── Selected excerpt ──

New York's Forgotten Island Shrugs At Hillary Clinton's Big 2016 Debut

New York's Forgotten Island Shrugs At Hillary Clinton's Big 2016 Debut
New York City's Roosevelt Island is viewed in this aerial photograph from a helicopter over New York on November 11, 2008. AFP PHOTO / Saul LOEB (Photo credit should read SAUL LOEB/AFP/Getty Images)
New York City's Roosevelt Island is viewed in this aerial photograph from a helicopter over New York on November 11, 2008. AFP PHOTO / Saul LOEB (Photo credit should read SAUL LOEB/AFP/Getty Images)

ROOSEVELT ISLAND, N.Y. -- It’s easy to understand why Hillary Clinton is holding her first 2016 campaign rally at Franklin D. Roosevelt Four Freedoms Park on Saturday. The symbolism is about as subtle as a yellow-cab driver caught behind a slow-moving vehicle with the windows rolled down.

Her midday speech will take place in the city where her family’s multibillion-dollar Clinton Foundation is based in the state she represented in the Senate for eight years and at a park that honors one of the most famous speeches delivered by America’s most revered Democratic president.

"She has long been inspired by FDR’s belief that America is stronger when we summon the work and talents of all Americans,” said Clinton spokesperson Kristina Schake. “Her fight, like his, is to work to ensure that everyday Americans can achieve not just a sense of economic stability, but lasting prosperity."

Though the park's namesake will be a fundamental element of Clinton’s speech, less central to her unofficial campaign kickoff is Roosevelt Island itself -- a quirky sanctuary of inner-city suburbia, which bisects the East River between Manhattan and Queens.

───
── Given material ──

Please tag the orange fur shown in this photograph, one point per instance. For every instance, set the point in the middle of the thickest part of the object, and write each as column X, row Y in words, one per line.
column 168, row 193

───

**Problems to solve:**
(1) Name every person the article on Hillary Clinton's Roosevelt Island rally mentions by name.
(2) Retype the passage from the article on Hillary Clinton's Roosevelt Island rally, from "ROOSEVELT ISLAND, N.Y." to "revered Democratic president.".
(3) Translate this sentence from the article on Hillary Clinton's Roosevelt Island rally into Spanish: "The symbolism is about as subtle as a yellow-cab driver caught behind a slow-moving vehicle with the windows rolled down."

**The responses:**
(1)
Hillary Clinton
Saul Loeb
Franklin D. Roosevelt (FDR)
Kristina Schake

(2)
ROOSEVELT ISLAND, N.Y. -- It’s easy to understand why Hillary Clinton is holding her first 2016 campaign rally at Franklin D. Roosevelt Four Freedoms Park on Saturday. The symbolism is about as subtle as a yellow-cab driver caught behind a slow-moving vehicle with the windows rolled down.

Her midday speech will take place in the city where her family’s multibillion-dollar Clinton Foundation is based in the state she represented in the Senate for eight years and at a park that honors one of the most famous speeches delivered by America’s most revered Democratic president.

(3) El simbolismo es casi tan sutil como un taxista de taxi amarillo atrapado detrás de un vehículo lento con las ventanillas bajadas.